> [Task objective]: Every line of the material below should be repeated exactly.

> [Data lines]:
▼▼▼

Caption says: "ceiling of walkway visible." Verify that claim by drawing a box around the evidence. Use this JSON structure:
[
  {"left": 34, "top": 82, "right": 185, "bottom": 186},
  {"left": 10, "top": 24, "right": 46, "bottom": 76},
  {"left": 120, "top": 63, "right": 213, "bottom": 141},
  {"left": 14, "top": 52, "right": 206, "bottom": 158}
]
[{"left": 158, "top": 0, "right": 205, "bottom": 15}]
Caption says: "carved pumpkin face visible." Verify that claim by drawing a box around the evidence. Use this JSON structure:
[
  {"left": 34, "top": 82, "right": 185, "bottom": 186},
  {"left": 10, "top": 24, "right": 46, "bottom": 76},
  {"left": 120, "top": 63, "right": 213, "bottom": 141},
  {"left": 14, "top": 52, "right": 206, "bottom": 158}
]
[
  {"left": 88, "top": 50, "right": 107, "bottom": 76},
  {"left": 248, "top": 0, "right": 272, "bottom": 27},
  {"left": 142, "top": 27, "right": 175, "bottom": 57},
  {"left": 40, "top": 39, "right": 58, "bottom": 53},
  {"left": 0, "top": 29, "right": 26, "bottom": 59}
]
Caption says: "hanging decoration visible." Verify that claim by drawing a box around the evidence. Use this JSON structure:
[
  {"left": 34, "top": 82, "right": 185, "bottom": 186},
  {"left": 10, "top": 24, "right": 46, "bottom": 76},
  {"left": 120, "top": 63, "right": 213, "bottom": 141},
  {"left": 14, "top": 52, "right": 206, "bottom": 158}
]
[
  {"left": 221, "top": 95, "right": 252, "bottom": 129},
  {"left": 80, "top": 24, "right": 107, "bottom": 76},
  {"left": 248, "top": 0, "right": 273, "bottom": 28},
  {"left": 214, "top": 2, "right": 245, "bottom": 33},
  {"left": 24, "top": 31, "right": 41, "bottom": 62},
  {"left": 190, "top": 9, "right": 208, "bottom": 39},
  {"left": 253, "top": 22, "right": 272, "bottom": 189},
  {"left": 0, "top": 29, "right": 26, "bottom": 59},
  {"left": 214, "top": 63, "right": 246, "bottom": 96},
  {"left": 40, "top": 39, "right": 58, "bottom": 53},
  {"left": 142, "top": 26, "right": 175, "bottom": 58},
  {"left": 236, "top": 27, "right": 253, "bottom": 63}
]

▲▲▲

> [Solution]:
Caption says: "ceiling of walkway visible." Verify that claim by drawing a box around the evidence. Use this JSON structure:
[
  {"left": 34, "top": 82, "right": 185, "bottom": 186},
  {"left": 10, "top": 24, "right": 46, "bottom": 76},
  {"left": 120, "top": 63, "right": 213, "bottom": 141},
  {"left": 14, "top": 52, "right": 206, "bottom": 158}
]
[{"left": 158, "top": 0, "right": 205, "bottom": 15}]
Caption says: "carved pumpkin face visible." Verify that claim by drawing a box around the evidence. Use this JSON structure:
[
  {"left": 34, "top": 82, "right": 185, "bottom": 186},
  {"left": 10, "top": 24, "right": 46, "bottom": 76},
  {"left": 120, "top": 63, "right": 213, "bottom": 141},
  {"left": 14, "top": 52, "right": 206, "bottom": 158}
]
[
  {"left": 88, "top": 50, "right": 107, "bottom": 76},
  {"left": 248, "top": 0, "right": 272, "bottom": 27},
  {"left": 142, "top": 27, "right": 175, "bottom": 57},
  {"left": 40, "top": 39, "right": 58, "bottom": 53},
  {"left": 0, "top": 29, "right": 26, "bottom": 59}
]
Caption says: "hanging decoration visible." Verify that claim by drawing a box around the evidence. Use this JSON structure:
[
  {"left": 34, "top": 82, "right": 185, "bottom": 186},
  {"left": 10, "top": 24, "right": 46, "bottom": 76},
  {"left": 120, "top": 63, "right": 213, "bottom": 141},
  {"left": 14, "top": 52, "right": 206, "bottom": 158}
]
[
  {"left": 221, "top": 95, "right": 252, "bottom": 129},
  {"left": 80, "top": 24, "right": 107, "bottom": 76},
  {"left": 248, "top": 0, "right": 273, "bottom": 28},
  {"left": 214, "top": 2, "right": 245, "bottom": 33},
  {"left": 24, "top": 31, "right": 41, "bottom": 62},
  {"left": 190, "top": 9, "right": 208, "bottom": 39},
  {"left": 253, "top": 22, "right": 272, "bottom": 189},
  {"left": 0, "top": 29, "right": 26, "bottom": 59},
  {"left": 214, "top": 63, "right": 246, "bottom": 96},
  {"left": 40, "top": 39, "right": 58, "bottom": 53},
  {"left": 142, "top": 26, "right": 175, "bottom": 58},
  {"left": 236, "top": 27, "right": 253, "bottom": 63}
]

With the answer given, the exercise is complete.